Trade-off capacities of the quantum Hadamard channels

Coding theorems in quantum Shannon theory express the ultimate rates at which a sender can transmit information over a noisy quantum channel. More often than not, the known formulas expressing these transmission rates are intractable, requiring an optimization over an infinite number of uses of the channel. Researchers have rarely found quantum channels with a tractable classical or quantum capacity, but when such a finding occurs, it demonstrates a complete understanding of that channel’s capabilities for transmitting classical or quantum information. Here we show that the three-dimensional capacity region for entanglement-assisted transmission of classical and quantum information is tractable for the Hadamard class of channels. Examples of Hadamard channels include generalized dephasing channels, cloning channels, and the Unruh channel. The generalized dephasing channels and the cloning channels are natural processes that occur in quantum systems through the loss of quantum coherence or stimulated emission, respectively. The Unruh channel is a noisy process that occurs in relativistic quantum information theory as a result of the Unruh effect and bears a strong relationship to the cloning channels. We give exact formulas for the entanglement-assisted classical and quantum communication capacity regions of these channels. The coding strategy for each of these examples is superior to a naïve time-sharing strategy, and we introduce a measure to determine this improvement.

Figure 1

Plot of (a) the CQ trade-off curve and (b) the CE trade-off curve for a $p$-dephasing qubit channel for $p=0$, $0.1$, $0.2,\dots ,0.9$, $1$. The trade-off curves for $p=0$ correspond to those of a noiseless qubit channel and are the rightmost trade-off curve in each plot. The trade-off curves for $p=1$ correspond to those for a classical channel, and are the leftmost trade-off curves in each plot. Each trade-off curve between these two extremes beats a time-sharing strategy, but these two extremes do not beat time sharing.

# [EXTRACTED ENTRIES]
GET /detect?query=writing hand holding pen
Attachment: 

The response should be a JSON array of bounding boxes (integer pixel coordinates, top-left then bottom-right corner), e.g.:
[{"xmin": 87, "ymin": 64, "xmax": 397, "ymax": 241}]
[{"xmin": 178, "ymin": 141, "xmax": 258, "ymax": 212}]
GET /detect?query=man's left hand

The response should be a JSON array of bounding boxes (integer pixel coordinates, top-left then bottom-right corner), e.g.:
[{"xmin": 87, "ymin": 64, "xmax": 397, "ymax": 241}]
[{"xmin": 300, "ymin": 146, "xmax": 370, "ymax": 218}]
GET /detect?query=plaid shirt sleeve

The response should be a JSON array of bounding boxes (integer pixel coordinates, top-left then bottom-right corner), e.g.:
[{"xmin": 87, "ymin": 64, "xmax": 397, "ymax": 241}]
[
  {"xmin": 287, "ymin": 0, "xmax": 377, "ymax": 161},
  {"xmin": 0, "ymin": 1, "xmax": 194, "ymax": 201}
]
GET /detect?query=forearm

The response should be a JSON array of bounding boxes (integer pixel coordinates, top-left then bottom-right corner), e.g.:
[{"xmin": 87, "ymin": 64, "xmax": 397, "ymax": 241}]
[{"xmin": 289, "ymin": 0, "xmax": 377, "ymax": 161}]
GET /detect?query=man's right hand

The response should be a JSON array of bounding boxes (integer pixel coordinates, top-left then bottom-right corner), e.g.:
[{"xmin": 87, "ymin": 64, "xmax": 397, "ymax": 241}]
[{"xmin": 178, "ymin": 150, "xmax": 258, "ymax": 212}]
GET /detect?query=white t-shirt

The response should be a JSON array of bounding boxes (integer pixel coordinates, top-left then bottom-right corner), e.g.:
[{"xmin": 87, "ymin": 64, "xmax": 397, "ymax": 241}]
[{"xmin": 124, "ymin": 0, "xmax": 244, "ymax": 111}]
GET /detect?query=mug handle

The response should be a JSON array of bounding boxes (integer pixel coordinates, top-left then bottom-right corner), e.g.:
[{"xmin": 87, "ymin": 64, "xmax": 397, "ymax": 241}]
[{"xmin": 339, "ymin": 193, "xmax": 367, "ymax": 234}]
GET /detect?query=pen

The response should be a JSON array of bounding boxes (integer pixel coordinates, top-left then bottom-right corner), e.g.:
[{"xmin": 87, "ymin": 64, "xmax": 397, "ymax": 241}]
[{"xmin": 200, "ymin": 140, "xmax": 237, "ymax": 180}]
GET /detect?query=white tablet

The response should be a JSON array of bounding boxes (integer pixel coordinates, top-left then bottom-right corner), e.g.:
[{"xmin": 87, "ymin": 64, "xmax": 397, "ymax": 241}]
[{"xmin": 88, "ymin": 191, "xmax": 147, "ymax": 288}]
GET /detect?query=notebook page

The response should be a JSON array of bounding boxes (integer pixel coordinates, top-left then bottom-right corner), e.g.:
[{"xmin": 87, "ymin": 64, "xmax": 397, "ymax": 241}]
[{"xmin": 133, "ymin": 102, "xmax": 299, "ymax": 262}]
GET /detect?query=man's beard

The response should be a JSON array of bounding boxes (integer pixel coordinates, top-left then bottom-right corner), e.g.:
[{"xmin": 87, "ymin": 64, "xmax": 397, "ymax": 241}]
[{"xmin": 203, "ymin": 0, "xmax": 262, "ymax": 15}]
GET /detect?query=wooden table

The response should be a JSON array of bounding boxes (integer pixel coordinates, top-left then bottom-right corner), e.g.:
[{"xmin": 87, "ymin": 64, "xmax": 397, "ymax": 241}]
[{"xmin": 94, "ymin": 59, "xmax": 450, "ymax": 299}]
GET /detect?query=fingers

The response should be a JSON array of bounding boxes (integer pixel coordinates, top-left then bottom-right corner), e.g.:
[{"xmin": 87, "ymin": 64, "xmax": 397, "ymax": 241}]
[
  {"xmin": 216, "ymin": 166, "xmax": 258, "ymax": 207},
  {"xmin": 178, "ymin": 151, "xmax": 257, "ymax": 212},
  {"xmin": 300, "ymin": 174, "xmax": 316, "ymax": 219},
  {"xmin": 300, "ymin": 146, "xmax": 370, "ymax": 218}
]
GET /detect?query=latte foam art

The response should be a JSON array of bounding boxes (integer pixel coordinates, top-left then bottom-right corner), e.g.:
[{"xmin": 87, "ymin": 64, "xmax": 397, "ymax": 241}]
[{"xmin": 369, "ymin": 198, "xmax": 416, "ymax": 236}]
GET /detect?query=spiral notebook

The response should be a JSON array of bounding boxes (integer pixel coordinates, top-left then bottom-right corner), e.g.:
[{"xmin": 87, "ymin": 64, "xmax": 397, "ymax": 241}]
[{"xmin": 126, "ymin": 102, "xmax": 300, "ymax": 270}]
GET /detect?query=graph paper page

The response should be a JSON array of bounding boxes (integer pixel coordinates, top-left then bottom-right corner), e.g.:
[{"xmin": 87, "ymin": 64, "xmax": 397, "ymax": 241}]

# [PROBLEM DESCRIPTION]
Copy out the passage on Hadamard channels word for word, everything from "Plot of (a)" down to "beat time sharing.".

# [TASK SOLUTION]
Plot of (a) the CQ trade-off curve and (b) the CE trade-off curve for a $p$-dephasing qubit channel for $p=0$, $0.1$, $0.2,\dots ,0.9$, $1$. The trade-off curves for $p=0$ correspond to those of a noiseless qubit channel and are the rightmost trade-off curve in each plot. The trade-off curves for $p=1$ correspond to those for a classical channel, and are the leftmost trade-off curves in each plot. Each trade-off curve between these two extremes beats a time-sharing strategy, but these two extremes do not beat time sharing.